→ **Collection entries**:
# # #

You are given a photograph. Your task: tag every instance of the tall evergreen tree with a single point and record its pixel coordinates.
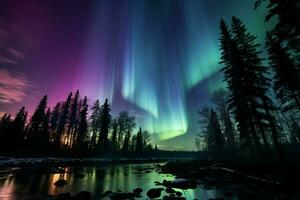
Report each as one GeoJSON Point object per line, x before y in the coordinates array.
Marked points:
{"type": "Point", "coordinates": [17, 130]}
{"type": "Point", "coordinates": [139, 142]}
{"type": "Point", "coordinates": [95, 124]}
{"type": "Point", "coordinates": [36, 125]}
{"type": "Point", "coordinates": [105, 119]}
{"type": "Point", "coordinates": [216, 138]}
{"type": "Point", "coordinates": [126, 143]}
{"type": "Point", "coordinates": [5, 124]}
{"type": "Point", "coordinates": [73, 122]}
{"type": "Point", "coordinates": [54, 120]}
{"type": "Point", "coordinates": [114, 135]}
{"type": "Point", "coordinates": [220, 98]}
{"type": "Point", "coordinates": [62, 121]}
{"type": "Point", "coordinates": [81, 143]}
{"type": "Point", "coordinates": [234, 75]}
{"type": "Point", "coordinates": [257, 84]}
{"type": "Point", "coordinates": [287, 77]}
{"type": "Point", "coordinates": [126, 124]}
{"type": "Point", "coordinates": [45, 134]}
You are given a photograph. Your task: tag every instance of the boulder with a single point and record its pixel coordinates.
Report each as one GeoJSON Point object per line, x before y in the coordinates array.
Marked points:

# # #

→ **Exercise brief**: Substitute "image" for every "photograph" in all the rows above and give them back otherwise unchanged, without the pictures.

→ **Full response**:
You are given a image. Your task: tag every instance of the tall evergreen tree with a single point and record its pixel coordinates.
Report each as one GeoJSON Point object per line, x before y in the coordinates array.
Marked points:
{"type": "Point", "coordinates": [17, 130]}
{"type": "Point", "coordinates": [139, 142]}
{"type": "Point", "coordinates": [95, 124]}
{"type": "Point", "coordinates": [36, 125]}
{"type": "Point", "coordinates": [105, 119]}
{"type": "Point", "coordinates": [216, 138]}
{"type": "Point", "coordinates": [126, 143]}
{"type": "Point", "coordinates": [5, 124]}
{"type": "Point", "coordinates": [73, 122]}
{"type": "Point", "coordinates": [54, 120]}
{"type": "Point", "coordinates": [114, 135]}
{"type": "Point", "coordinates": [220, 98]}
{"type": "Point", "coordinates": [62, 121]}
{"type": "Point", "coordinates": [81, 143]}
{"type": "Point", "coordinates": [234, 75]}
{"type": "Point", "coordinates": [257, 84]}
{"type": "Point", "coordinates": [287, 77]}
{"type": "Point", "coordinates": [126, 124]}
{"type": "Point", "coordinates": [45, 134]}
You are given a image. Your task: tag every instance of the boulder with a single point and record its pixel coordinates.
Report each as one GeoJSON Point object per line, x before y in the coordinates array.
Marked points:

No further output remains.